### 练习材料
----------
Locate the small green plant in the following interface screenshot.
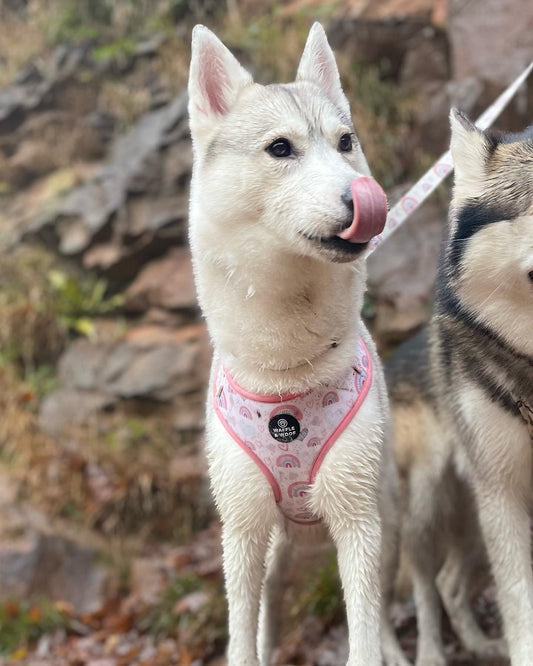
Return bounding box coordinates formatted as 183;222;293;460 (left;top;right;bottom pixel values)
0;601;68;656
141;574;227;647
93;37;135;66
48;270;124;337
291;552;345;624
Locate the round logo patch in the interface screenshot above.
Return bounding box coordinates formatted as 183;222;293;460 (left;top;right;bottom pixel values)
268;414;300;442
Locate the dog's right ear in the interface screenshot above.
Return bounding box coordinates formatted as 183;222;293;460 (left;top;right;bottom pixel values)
189;25;252;132
450;108;490;196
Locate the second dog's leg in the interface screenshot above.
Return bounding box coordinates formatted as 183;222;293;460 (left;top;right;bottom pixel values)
222;523;272;666
381;473;410;666
437;537;507;659
405;468;446;666
469;403;533;666
257;525;289;666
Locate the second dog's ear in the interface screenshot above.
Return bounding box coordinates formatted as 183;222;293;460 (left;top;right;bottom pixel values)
189;25;252;133
296;23;350;116
450;109;490;196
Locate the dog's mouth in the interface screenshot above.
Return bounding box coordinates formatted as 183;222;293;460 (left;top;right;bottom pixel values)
301;176;387;261
300;231;368;261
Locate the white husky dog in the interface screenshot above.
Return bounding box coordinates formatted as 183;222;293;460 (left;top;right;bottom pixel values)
189;24;407;666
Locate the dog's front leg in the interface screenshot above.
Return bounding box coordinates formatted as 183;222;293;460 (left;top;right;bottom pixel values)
222;521;272;666
327;505;381;666
257;525;290;666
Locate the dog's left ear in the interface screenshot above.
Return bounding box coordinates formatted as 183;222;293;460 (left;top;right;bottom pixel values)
296;22;350;116
189;25;253;134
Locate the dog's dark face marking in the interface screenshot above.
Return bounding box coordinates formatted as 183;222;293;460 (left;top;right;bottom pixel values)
436;110;533;368
449;127;533;271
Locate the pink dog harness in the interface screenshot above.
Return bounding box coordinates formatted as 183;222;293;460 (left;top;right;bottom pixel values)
213;339;372;525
----------
### 任务要求
请把上方记录中从含有"Locate the second dog's ear"的那一行到含有"189;25;253;134"的那一行（首尾两行均包括在内）输出为编号列表，空行不计入。

### 本题结果
1. Locate the second dog's ear in the interface screenshot above.
2. Return bounding box coordinates formatted as 183;222;293;460 (left;top;right;bottom pixel values)
3. 189;25;252;133
4. 296;23;350;116
5. 450;109;490;196
6. Locate the dog's mouth in the interface screenshot above.
7. Return bounding box coordinates formatted as 183;222;293;460 (left;top;right;bottom pixel values)
8. 301;176;387;261
9. 300;231;368;261
10. Locate the white husky dog in the interface screenshot above.
11. Return bounding box coordinates formatted as 183;222;293;460 (left;top;right;bottom pixel values)
12. 189;24;407;666
13. Locate the dog's front leg in the interface screenshot above.
14. Return bounding box coordinates formatted as 183;222;293;460 (left;top;right;bottom pixel values)
15. 222;521;272;666
16. 327;505;381;666
17. 257;525;290;666
18. Locate the dog's left ear in the interface screenshot above.
19. Return bounding box coordinates formatted as 183;222;293;460 (left;top;right;bottom pixel values)
20. 296;22;350;116
21. 189;25;253;134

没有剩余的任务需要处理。